## Page text
/---

Index | Thread | Search

From:
Omar Polo <op@omarpolo.com>
Subject:
Re: [REPOST] ksh: utf8 full width character support for emacs.c
To:
Christian Schulte <cs@schulte.it>
Cc:
tech@openbsd.org
Date:
Sun, 30 Mar 2025 20:37:06 +0200

Download raw body.

Thread
  • Christian Schulte:

    [REPOST] ksh: utf8 full width character support for emacs.c

  • Christian Schulte <cs@schulte.it> wrote:
    > Of course there are consequences. char in C has always and will always
    > correspond to a byte (8 bit). That's the root cause of the issue at
    > hand. Well. In Java char is 16 bit so it's suffering the same
    > limitations. There never has been a type in C reflecting a byte other
    > than char. But char stands for character, not byte. These days a
    > character in unicode is at least a 20 bit value.
    
    sorry for nitpicking, but no.  grapheme clusters (i.e. what a user
    percieves as a "character") can be more than one code point long.
    you can easily see emojis as long as ten code points.

\---

## Supplied records
/---

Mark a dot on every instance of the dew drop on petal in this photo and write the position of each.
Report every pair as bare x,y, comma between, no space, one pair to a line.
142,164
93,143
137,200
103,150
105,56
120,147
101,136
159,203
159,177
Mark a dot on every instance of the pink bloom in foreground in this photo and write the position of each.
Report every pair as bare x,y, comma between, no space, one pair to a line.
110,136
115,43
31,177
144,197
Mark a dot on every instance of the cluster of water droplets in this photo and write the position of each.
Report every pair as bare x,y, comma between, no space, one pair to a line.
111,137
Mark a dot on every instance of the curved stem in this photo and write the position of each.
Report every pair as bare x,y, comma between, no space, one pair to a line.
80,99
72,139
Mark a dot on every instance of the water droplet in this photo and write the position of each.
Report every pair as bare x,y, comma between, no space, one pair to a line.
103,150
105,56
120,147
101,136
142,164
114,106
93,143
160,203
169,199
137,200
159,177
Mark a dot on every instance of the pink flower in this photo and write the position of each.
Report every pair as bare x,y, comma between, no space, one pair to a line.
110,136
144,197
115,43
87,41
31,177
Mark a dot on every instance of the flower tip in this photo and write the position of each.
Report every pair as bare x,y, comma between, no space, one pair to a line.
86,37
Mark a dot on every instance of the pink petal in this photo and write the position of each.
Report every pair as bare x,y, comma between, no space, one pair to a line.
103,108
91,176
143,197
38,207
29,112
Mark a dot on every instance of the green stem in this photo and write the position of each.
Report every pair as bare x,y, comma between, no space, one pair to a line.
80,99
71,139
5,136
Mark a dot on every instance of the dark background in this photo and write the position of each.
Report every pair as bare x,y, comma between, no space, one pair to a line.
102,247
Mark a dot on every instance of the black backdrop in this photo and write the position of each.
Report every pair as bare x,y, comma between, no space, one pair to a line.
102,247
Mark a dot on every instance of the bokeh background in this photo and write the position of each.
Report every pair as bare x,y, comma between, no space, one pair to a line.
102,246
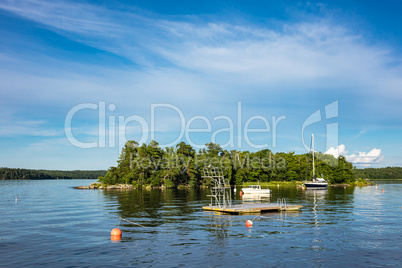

\---

## Required task 1
Rewrite the mailing list message from "Index | Thread" to "Download raw body.", putting "vi.c" in place of "emacs.c" each time it occurs.
## Required task 2
Show each line of the records that contains the string "pink", treating uppercase and lowercase as different.
The records have no connection to the mailing list message.

## Full response 1
Index | Thread | Search

From:
Omar Polo <op@omarpolo.com>
Subject:
Re: [REPOST] ksh: utf8 full width character support for vi.c
To:
Christian Schulte <cs@schulte.it>
Cc:
tech@openbsd.org
Date:
Sun, 30 Mar 2025 20:37:06 +0200

Download raw body.

## Full response 2
Mark a dot on every instance of the pink bloom in foreground in this photo and write the position of each.
Mark a dot on every instance of the pink flower in this photo and write the position of each.
Mark a dot on every instance of the pink petal in this photo and write the position of each.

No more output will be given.